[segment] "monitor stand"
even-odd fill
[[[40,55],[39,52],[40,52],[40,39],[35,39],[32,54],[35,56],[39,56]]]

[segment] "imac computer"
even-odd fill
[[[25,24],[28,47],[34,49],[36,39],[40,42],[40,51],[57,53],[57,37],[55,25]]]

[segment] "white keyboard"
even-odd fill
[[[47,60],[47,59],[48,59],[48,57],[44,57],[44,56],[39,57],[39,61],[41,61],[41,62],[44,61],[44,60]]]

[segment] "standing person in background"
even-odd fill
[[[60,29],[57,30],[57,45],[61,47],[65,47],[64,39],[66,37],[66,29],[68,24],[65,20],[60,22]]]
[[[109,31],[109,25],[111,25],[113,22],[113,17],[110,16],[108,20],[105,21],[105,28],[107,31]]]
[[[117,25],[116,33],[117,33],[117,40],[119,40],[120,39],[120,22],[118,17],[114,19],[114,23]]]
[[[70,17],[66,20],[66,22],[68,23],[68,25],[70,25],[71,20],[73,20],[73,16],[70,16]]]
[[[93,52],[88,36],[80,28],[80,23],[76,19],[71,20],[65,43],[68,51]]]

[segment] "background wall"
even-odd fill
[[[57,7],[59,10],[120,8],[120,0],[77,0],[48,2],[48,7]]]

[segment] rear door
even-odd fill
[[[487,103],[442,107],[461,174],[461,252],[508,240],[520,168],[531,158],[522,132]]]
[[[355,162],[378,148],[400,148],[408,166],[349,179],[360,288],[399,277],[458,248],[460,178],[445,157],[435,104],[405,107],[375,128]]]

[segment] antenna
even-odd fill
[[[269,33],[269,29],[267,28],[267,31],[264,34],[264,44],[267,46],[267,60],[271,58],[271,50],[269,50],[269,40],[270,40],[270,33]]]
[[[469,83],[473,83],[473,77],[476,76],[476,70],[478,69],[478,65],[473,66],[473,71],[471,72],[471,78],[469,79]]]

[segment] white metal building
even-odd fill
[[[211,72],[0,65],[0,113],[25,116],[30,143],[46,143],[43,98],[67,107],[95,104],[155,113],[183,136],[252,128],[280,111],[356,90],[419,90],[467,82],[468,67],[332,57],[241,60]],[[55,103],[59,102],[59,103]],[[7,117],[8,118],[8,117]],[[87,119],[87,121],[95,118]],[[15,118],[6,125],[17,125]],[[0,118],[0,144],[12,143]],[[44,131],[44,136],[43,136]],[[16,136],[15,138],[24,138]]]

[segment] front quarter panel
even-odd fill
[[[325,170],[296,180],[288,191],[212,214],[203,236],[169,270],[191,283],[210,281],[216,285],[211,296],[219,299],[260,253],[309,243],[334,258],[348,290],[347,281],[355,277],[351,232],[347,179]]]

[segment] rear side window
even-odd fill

· · · ·

Rewrite every line from the one containing "[segment] white metal building" through the end of the items, requests included, scaling each polygon coordinate in the answers by 1.9 and rounding to whole numbers, with halves rounded up. Return only those lines.

OUTPUT BELOW>
[segment] white metal building
even-odd fill
[[[401,137],[0,124],[0,215],[48,220],[57,272],[87,272],[82,186],[127,203],[181,198],[295,215],[348,258],[479,243],[532,211],[676,171],[796,171],[887,156],[889,127],[631,108],[458,114]],[[105,196],[112,194],[112,196]],[[13,222],[15,224],[15,222]],[[165,226],[165,230],[181,224]],[[29,224],[11,238],[32,238]],[[0,224],[0,274],[23,272]],[[84,249],[84,258],[82,258]],[[30,258],[29,262],[46,262]]]

[segment] front quarter panel
even-odd fill
[[[618,323],[562,342],[547,363],[403,407],[386,448],[321,513],[363,538],[399,534],[410,542],[401,562],[416,568],[494,481],[587,462],[635,490],[661,551],[659,534],[675,526],[667,441],[659,340]]]

[segment] rear side window
even-odd fill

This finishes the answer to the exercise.